------ Stored rows

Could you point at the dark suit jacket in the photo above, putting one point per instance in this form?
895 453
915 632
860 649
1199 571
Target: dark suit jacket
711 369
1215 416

------------

_Objective_:
Scale the data above: reproduce every line, requests included, and multiply each coordinate in the answers by 2.25, rounding to whole numbers with halves rounded up. Leave the numbers in the requests and their format samples unchanged.

_Written response_:
Could you point at the dark suit jacket in the photo above, putting one point per instance in this form?
895 453
915 632
860 649
1199 571
Target: dark suit jacket
1600 830
2734 936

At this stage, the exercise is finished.